**Required work**
Count the lines in the entries below that contain the word "concrete", matching case exactly, and give only the number.
+ + + + +
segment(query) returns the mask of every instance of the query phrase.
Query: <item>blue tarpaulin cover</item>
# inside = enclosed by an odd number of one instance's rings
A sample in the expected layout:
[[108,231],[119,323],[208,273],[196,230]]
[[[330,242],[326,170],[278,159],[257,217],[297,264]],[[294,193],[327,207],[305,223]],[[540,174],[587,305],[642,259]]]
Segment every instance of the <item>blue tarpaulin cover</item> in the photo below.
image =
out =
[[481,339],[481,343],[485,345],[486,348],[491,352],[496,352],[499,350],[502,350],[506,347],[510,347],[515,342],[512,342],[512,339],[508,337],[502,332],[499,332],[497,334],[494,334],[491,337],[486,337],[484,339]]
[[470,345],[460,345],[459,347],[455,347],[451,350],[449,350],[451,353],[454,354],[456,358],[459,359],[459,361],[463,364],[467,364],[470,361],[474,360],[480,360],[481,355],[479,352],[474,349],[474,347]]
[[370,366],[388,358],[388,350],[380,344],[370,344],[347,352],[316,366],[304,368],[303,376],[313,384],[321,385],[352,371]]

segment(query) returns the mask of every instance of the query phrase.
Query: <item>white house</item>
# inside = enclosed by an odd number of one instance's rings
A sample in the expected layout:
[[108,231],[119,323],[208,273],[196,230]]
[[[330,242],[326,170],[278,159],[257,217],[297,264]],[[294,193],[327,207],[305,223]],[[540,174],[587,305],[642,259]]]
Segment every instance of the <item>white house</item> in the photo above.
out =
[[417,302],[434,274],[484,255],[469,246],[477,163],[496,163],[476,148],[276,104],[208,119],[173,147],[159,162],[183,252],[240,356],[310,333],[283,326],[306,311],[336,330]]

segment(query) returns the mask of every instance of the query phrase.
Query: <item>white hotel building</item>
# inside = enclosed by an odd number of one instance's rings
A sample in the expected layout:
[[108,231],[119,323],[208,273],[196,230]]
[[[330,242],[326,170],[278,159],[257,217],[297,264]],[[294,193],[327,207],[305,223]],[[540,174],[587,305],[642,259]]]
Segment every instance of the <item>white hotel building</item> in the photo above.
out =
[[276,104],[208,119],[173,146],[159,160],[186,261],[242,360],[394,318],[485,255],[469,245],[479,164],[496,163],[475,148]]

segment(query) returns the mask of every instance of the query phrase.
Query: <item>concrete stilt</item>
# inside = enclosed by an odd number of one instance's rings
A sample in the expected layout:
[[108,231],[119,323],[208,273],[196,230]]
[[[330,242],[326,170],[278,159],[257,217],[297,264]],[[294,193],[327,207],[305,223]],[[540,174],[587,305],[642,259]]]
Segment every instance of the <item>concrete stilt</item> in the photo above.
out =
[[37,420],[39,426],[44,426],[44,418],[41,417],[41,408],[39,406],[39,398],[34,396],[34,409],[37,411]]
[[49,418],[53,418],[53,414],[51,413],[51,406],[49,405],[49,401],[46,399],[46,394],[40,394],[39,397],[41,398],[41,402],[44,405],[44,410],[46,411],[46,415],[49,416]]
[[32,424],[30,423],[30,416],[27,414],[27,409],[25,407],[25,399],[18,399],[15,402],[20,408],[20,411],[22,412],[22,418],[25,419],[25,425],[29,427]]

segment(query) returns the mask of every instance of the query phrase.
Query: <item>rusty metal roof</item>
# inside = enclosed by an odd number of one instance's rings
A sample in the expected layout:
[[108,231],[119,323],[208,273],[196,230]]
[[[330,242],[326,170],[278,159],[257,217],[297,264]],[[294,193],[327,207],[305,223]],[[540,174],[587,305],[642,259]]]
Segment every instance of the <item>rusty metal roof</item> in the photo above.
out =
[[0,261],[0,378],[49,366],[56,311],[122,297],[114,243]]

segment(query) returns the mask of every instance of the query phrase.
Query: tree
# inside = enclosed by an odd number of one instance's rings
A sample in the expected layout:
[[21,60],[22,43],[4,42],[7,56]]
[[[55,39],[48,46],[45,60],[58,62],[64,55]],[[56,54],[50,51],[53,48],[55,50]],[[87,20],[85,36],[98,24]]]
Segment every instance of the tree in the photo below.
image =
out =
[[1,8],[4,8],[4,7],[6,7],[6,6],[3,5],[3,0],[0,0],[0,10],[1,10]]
+ + + + +
**Reply**
2